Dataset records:

>>>

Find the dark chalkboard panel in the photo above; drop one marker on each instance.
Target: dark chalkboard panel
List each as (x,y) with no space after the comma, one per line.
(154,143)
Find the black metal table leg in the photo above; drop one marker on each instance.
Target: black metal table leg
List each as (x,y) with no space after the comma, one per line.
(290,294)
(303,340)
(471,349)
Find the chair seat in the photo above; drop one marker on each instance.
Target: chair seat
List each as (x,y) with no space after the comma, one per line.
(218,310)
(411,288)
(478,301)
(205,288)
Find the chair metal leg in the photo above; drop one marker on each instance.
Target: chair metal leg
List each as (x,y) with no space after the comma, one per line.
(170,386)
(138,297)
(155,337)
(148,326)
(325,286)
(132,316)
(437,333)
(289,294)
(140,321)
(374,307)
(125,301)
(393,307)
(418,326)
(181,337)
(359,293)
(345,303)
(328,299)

<<<
>>>

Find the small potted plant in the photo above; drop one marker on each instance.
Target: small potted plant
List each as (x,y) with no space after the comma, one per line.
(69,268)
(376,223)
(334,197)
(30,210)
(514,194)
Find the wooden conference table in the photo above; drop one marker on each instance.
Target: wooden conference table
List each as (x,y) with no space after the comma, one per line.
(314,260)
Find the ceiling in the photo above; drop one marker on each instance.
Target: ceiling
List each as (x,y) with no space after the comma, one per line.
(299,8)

<<<
>>>

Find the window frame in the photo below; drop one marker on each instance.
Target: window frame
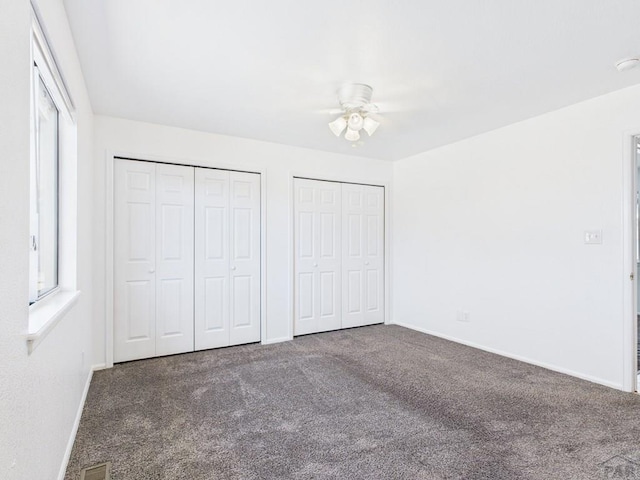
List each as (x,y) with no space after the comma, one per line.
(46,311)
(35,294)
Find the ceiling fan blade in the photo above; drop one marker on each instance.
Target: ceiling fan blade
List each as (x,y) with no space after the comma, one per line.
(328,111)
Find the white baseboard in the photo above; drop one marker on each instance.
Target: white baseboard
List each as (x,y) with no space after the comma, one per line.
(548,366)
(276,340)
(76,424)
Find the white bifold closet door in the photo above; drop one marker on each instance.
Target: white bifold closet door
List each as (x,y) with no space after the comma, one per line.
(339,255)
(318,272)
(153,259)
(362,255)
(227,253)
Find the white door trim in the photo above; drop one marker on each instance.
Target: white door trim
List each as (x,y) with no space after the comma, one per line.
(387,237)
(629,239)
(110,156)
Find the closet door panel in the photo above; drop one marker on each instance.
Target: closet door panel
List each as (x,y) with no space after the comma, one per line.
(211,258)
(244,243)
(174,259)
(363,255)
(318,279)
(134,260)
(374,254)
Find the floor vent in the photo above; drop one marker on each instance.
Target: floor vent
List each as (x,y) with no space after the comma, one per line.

<<<

* _AIM OF THE TASK_:
Pick out every line in the records that contains the word "door", and copy each of those lines. Upper and lower case must match.

* _COMPLETE RESPONSE_:
Find the white bifold closet door in the photo above; drop one marker on each instance.
Target: white bifold closet door
Find the white door trim in the photo above; drop one marker on each instance.
Target: white door trim
Find the closet door panel in the photo above; drop one marker on each instance.
Target: closet door panel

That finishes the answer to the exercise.